• [What to produce]: Reproduce the data from its first line through the line containing "[[677, 556]]", both ends included. Multiply every coordinate by 1.15 and round each result to a whole number, with halves rounded up, leaving all other text unchanged.

• [Records to process]:
** Start **
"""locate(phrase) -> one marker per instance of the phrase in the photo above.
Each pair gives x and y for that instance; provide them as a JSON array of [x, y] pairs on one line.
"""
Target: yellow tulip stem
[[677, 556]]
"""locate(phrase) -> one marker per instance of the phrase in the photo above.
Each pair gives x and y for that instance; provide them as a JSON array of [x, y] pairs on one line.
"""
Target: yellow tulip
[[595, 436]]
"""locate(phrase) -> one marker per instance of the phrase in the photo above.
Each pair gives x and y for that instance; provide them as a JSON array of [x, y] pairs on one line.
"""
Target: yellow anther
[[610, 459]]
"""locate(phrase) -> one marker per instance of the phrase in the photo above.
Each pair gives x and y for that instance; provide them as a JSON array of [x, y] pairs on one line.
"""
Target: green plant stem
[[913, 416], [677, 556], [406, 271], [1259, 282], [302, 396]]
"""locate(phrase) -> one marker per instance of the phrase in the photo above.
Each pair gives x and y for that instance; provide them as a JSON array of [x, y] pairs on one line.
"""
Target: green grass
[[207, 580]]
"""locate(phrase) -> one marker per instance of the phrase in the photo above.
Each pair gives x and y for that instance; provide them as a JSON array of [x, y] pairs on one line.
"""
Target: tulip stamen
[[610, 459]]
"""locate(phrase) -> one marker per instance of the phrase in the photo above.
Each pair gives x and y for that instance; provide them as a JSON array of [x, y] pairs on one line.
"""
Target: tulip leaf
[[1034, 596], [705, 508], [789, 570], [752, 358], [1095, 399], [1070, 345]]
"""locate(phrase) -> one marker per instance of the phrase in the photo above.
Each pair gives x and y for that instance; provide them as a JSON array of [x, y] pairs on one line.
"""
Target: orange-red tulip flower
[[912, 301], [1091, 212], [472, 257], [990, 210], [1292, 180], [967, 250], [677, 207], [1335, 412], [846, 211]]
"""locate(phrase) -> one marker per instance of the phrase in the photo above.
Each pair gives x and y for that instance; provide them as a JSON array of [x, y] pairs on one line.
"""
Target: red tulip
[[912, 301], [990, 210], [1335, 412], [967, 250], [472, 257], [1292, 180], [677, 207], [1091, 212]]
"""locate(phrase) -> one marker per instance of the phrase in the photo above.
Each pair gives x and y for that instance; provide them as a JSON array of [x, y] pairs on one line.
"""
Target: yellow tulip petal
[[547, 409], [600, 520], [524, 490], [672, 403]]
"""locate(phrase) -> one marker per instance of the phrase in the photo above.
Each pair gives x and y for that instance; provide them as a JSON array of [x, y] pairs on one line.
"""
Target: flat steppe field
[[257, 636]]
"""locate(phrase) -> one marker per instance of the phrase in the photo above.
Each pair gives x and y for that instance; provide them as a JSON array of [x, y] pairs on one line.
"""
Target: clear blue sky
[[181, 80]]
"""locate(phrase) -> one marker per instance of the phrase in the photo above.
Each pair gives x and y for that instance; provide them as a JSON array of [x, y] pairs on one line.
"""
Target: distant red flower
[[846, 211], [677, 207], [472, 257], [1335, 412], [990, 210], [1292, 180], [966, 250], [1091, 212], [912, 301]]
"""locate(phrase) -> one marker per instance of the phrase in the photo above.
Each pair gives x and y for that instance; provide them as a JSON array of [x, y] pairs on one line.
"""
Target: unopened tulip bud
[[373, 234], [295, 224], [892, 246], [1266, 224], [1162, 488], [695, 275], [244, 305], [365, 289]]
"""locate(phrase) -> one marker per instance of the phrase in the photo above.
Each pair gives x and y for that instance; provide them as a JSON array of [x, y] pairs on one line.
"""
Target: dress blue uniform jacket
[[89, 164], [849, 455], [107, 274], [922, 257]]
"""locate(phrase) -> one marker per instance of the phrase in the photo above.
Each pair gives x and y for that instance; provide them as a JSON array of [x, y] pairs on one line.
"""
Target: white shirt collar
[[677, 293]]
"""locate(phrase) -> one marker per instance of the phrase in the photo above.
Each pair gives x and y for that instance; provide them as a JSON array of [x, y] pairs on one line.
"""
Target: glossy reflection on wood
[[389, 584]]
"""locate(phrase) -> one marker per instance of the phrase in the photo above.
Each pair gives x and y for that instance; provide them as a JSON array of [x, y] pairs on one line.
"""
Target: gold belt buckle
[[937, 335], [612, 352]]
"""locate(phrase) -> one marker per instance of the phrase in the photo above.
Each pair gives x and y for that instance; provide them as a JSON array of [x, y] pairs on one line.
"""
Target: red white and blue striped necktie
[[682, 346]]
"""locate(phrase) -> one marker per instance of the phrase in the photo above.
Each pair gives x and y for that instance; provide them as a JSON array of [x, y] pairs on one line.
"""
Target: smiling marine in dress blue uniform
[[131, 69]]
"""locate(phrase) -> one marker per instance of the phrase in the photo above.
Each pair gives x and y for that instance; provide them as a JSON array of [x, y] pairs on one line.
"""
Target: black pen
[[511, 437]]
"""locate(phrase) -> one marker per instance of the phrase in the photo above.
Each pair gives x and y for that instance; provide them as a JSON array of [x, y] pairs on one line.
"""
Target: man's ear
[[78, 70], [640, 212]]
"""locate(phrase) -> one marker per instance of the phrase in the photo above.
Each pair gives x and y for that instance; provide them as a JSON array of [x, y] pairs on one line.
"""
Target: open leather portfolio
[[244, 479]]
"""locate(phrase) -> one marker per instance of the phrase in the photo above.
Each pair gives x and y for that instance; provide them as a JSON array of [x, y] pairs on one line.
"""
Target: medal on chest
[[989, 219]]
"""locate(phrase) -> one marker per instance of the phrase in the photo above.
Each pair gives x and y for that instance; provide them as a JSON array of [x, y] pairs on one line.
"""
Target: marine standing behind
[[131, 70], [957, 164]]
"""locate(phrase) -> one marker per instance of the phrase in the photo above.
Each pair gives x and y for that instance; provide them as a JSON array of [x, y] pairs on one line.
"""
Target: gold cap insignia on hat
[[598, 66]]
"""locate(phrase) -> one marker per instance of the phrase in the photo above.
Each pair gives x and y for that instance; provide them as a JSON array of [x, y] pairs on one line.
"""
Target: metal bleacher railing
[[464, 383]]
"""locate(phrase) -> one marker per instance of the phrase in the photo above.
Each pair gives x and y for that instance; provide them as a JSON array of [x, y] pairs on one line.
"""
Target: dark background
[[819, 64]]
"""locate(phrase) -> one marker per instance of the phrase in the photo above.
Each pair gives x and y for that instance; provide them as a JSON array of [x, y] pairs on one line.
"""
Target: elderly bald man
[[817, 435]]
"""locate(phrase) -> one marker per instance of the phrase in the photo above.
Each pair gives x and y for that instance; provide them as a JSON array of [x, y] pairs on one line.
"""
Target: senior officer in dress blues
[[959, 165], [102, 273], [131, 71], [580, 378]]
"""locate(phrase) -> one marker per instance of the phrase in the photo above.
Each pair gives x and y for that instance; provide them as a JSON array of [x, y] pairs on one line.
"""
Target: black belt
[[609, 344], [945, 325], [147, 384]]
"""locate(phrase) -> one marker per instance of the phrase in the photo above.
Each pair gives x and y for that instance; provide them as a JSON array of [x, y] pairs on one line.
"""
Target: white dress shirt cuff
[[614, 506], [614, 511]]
** End **
• [Result of the exercise]:
"""locate(phrase) -> one marker per instance of the phrase in the photo above.
Each pair gives x and y for that instance; provide them as a JSON array of [x, y] pairs on one line.
"""
Target: yellow tulip stem
[[779, 639]]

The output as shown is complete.